• [Instruction 1] In the records, quote the lines starting at the line that contains "Guideline: for every instance of the dried" and ending at the line that contains "<point>314,136</point>", with both of those lines included.

AB->C scalar-optimal 0.1521151065826416
<ContractExpression(',ij,jk->ik')>
  1.  'ij,->ij' [OUTER/EINSUM]
  2.  'ij,jk->ik' [GEMM]

gemm 0.14341773986816406
C->0.5*C out 0.05621960163116455
einsum multiply small 0.00037300586700439453
einsum multiply large 0.16694536209106445

Part of the problem is also just that einsum is slower for multiplication since its not specialized for it - it will still scale like na * nc however.

Geositta2000 commented 2 years ago

Thank you so much! I re-organized my test code to use larger dimensions and exclude finding path time. The timing is similar to the top post in this thread.

import numpy as np
import time
import opt_einsum as oe

na = nc = 10000
nb = 50
n_iter = 10

A = np.random.random((na,nb))
B = np.random.random((nb,nc))

t_total = 0.
for i in range(n_iter):

    expr = oe.contract_expression('ij,jk->ik', A.shape, B.shape, optimize='dp')
    start = time.time()
    C = expr(A, B)
    end = time.time()
    t_total += end - start
print('AB->C',(t_total)/n_iter)

t_total = 0.
for i in range(n_iter):

    expr = oe.contract_expression(',ij,jk->ik',  (),  A.shape, B.shape)
    start = time.time()
    C = expr(0.5, A, B)
    end = time.time()
    t_total += end - start
print('AB->C scalar-auto',(t_total)/n_iter)

t_total = 0.
for i in range(n_iter):
    expr = oe.contract_expression(',ij,jk->ik',  (),  A.shape, B.shape, optimize = 'dp')
    start = time.time()
    C = expr(0.5, A, B)
    end = time.time()
    t_total += end - start
print('AB->C scalar-dp',(t_total)/n_iter)

t_total = 0.
for i in range(n_iter):
    expr = oe.contract_expression(',ij,jk->ik',  (),  A.shape, B.shape, optimize = 'branch-all')
    start = time.time()
    C = expr(0.5, A, B)
    end = time.time()
    t_total += end - start
print('AB->C scalar-branch-all',(t_total)/n_iter)

t_total = 0.
for i in range(n_iter):
    expr = oe.contract_expression(',ij,jk->ik',  (),  A.shape, B.shape, optimize = 'branch-1')
    start = time.time()
    C = expr(0.5, A, B)
    end = time.time()

Pointing records
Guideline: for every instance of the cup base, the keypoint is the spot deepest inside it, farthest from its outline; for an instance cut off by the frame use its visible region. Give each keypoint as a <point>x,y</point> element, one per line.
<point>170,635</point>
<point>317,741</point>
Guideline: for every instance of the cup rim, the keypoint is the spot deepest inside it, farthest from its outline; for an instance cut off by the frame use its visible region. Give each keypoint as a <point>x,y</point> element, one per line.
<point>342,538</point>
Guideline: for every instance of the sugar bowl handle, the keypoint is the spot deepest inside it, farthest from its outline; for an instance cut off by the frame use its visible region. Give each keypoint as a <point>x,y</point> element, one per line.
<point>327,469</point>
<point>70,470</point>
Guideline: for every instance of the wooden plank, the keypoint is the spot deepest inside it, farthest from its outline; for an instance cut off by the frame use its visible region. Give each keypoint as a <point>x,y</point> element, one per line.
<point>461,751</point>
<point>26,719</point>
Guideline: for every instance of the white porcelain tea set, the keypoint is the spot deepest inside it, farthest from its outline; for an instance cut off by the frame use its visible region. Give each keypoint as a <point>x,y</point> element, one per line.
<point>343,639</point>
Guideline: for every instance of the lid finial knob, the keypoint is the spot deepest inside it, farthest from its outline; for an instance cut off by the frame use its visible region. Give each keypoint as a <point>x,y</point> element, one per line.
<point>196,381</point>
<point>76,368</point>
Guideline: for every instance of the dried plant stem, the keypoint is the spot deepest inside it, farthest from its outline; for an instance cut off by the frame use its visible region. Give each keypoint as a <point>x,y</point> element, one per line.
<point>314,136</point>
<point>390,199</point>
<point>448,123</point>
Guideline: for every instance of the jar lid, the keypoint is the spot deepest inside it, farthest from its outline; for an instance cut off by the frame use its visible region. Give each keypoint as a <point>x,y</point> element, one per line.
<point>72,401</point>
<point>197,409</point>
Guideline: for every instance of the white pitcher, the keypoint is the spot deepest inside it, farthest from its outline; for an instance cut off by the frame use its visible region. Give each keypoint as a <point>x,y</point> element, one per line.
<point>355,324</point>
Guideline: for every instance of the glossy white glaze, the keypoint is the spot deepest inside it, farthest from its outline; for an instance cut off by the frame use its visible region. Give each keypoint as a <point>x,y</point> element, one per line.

• [Instruction 2]
Answer these questions from the thread excerpt:
(a) What timing is reported for "gemm"?
(b) What value is assigned to nb in the re-organized test code?
(c) Which optimize setting is passed in the first timing loop, the one that prints 'AB->C'?

• [Problem solution 1]
Guideline: for every instance of the dried plant stem, the keypoint is the spot deepest inside it, farthest from its outline; for an instance cut off by the frame use its visible region. Give each keypoint as a <point>x,y</point> element, one per line.
<point>314,136</point>

• [Problem solution 2]
(a) 0.14341773986816406
(b) 50
(c) 'dp'